[Текст страницы]:
* * * *

Но в романе этом есть и в буквальном смысле воз­вращение к уже знакомому нам по белорусской литера­туре 20 — 30-х годов. Роман И. Мележа не принад­лежит к числу книг, резко бросающих литературу в неведомое, в неизведанное. Мы с того и начали наш разговор, что роман традиционен, но что сама тради­ционность вдруг повернулась для литературы новиз­ной: открытием, развитием, движением вперед.

Значит, что-то в этой традиции недооценивалось, не использовалось в достаточной мере, не развивалось.

Без большого труда в романах И. Мележа (прежде всего в «Людях на болоте») можно найти «следы при­сутствия» и Коласа, и Чорного, и Гартного.

В иных местах (начало романа) — это «настройка», поиск верного тона, интонации, и «камертоном» слу­жит то Колас, то Чорный...

«Кто она такая, эта задавака, чтоб с ним обходиться, словно бы не только ровня ему, а бог знает что? Была она и правда какая особенная, тогда и терпеть мож­но было б, а то ж кто — всего-навсего отцова дочка. И так обходиться с ним. С человеком самостоятельным, хозяином! Что ж, он покажет ей!..» [6]

Ну, а это уже не с Коласом, а с Чорным созвучно:

«С каждой минутой Курени все больше полнились людскими голосами, движением — на одном дворе мать звала сына, на другом плакал, заливаясь слезами, не вовремя разбуженный ребенок. Во двор возле липы мужчина вводил коня, со двора напротив выгоняли поросят, и шло за ним покорное замурзанное дитя, по-стариковски ссутулив спину...»

* * * *

[Суть задания]:
A - Перечислите всех писателей, чьи «следы присутствия» можно найти в романах И. Мележа согласно тексту о романе И. Мележа.
B - С каким писателем, согласно тексту о романе И. Мележа, созвучен отрывок, начинающийся словами «С каждой минутой Курени»?
Записи для работы не потребуются.

* * * *

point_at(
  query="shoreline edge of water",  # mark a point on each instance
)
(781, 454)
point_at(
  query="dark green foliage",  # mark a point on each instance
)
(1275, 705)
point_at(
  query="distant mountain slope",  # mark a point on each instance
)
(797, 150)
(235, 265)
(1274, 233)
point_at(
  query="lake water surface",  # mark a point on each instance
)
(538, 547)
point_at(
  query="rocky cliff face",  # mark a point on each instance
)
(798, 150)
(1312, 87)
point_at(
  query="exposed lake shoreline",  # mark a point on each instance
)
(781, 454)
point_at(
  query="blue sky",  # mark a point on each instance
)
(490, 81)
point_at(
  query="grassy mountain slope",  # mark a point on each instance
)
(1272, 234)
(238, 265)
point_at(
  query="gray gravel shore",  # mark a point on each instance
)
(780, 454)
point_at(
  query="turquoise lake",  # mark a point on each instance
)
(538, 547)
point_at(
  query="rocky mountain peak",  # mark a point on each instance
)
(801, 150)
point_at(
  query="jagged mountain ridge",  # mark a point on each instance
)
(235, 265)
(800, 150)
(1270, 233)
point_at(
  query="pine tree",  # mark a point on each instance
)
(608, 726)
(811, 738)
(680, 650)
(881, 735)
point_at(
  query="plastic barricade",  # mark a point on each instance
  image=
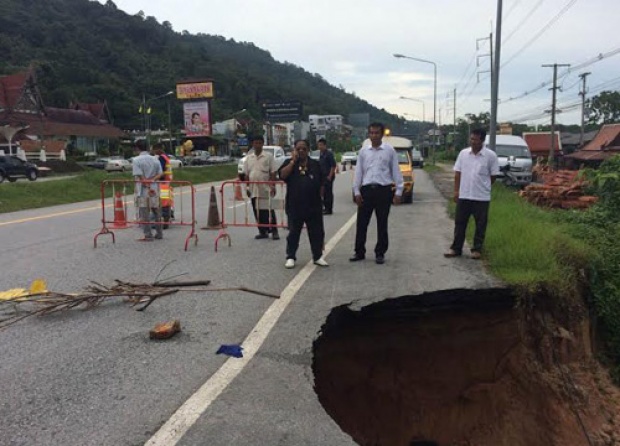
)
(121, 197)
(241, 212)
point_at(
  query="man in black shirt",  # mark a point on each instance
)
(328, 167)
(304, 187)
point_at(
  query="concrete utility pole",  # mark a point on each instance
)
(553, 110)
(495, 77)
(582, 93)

* * * *

[Ожидаемые ответы]:
A - Колас, Чорный, Гартный.

B - С Чорным.